REVIEW: Don't Look Up

Netflix seems to have a massive hit with Adam McKay's latest film, Don't Look Up.  The comedic satire about climate change racked up eleven million hours of viewing in its first few days on the streaming platform.  With names like Leonardo DiCaprio, Jennifer Lawrence, and Meryl Streep in starring roles, it's understandable that many people would be curious about this movie.

Our main characters are astronomer Dr. Randall Mindy (DiCaprio), and his phd student Kate Dibiasky (Lawrence), who discover a massive comet that is going to collide with the year in six months time.  This impact will be an extinction level event, but the reaction to this news doesn't cause mass panic and fear.  President Orlean (Streep) is more worried about midterm elections, and how to spin this news to her political benefit.  Mark Rylance plays Peter Isherwell, a massively popular tech icon who sees the comet as dollar bills because it contains precious metals.

→ **RECORDS SUPPLIED**:
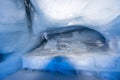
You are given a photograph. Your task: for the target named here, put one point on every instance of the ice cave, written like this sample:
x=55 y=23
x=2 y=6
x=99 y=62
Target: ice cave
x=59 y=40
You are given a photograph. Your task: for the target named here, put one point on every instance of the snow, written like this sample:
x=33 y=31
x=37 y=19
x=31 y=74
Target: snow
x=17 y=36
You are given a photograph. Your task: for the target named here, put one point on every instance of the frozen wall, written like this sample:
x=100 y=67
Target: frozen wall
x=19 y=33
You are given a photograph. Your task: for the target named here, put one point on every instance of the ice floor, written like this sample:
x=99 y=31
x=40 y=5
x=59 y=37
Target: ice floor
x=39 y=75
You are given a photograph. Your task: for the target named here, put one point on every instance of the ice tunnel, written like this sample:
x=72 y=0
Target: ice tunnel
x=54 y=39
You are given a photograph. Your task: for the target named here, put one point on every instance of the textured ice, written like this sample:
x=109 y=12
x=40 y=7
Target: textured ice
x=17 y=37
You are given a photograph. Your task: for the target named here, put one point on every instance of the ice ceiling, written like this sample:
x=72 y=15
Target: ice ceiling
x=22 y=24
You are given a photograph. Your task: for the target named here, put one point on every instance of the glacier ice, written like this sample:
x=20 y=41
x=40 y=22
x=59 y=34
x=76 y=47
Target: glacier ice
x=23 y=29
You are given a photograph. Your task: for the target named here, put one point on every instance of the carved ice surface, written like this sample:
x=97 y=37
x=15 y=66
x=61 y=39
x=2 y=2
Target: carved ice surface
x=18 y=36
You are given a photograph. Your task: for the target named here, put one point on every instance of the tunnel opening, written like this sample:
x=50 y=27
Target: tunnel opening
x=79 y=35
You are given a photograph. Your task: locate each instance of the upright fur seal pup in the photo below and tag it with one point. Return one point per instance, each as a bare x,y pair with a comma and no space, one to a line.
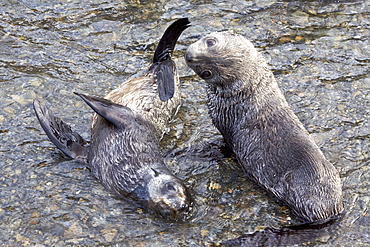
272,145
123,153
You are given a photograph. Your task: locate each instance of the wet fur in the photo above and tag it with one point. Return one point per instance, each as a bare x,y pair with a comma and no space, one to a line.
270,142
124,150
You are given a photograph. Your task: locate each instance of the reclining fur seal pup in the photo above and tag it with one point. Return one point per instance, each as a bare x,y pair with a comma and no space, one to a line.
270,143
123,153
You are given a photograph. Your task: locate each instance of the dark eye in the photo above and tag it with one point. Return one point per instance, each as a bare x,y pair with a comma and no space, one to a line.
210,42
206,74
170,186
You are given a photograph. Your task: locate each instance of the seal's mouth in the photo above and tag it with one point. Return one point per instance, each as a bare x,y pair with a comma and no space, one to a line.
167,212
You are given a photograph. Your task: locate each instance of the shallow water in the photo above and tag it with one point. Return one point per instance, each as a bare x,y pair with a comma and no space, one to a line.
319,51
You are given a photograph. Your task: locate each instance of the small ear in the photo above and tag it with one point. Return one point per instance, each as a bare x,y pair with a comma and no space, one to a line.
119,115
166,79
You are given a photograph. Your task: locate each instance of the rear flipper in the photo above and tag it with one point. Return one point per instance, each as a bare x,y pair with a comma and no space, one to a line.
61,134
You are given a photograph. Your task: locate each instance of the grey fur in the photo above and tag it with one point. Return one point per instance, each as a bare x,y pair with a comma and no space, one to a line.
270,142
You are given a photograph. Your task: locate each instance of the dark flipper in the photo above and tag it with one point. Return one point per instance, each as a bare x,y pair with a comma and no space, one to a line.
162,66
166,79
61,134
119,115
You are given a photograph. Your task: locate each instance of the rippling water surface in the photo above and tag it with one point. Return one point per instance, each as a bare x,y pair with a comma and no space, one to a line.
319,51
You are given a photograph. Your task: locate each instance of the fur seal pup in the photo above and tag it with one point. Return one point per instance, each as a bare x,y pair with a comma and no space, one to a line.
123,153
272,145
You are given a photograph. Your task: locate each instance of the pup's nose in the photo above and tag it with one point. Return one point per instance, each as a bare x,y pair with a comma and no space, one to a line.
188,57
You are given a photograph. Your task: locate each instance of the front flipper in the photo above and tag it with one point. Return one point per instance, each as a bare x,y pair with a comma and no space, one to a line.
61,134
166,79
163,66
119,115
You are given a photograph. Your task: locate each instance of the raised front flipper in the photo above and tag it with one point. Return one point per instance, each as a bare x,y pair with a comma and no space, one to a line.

→ **ACTIVITY**: Copy the part of the Don't Look Up review between "Our main characters" and "contains precious metals.", inclusive, and replace "comet" with "asteroid" wherever it appears. The listing has nothing to do with the review.

→ **SOLUTION TO THIS EXERCISE**:
Our main characters are astronomer Dr. Randall Mindy (DiCaprio), and his phd student Kate Dibiasky (Lawrence), who discover a massive asteroid that is going to collide with the year in six months time.  This impact will be an extinction level event, but the reaction to this news doesn't cause mass panic and fear.  President Orlean (Streep) is more worried about midterm elections, and how to spin this news to her political benefit.  Mark Rylance plays Peter Isherwell, a massively popular tech icon who sees the asteroid as dollar bills because it contains precious metals.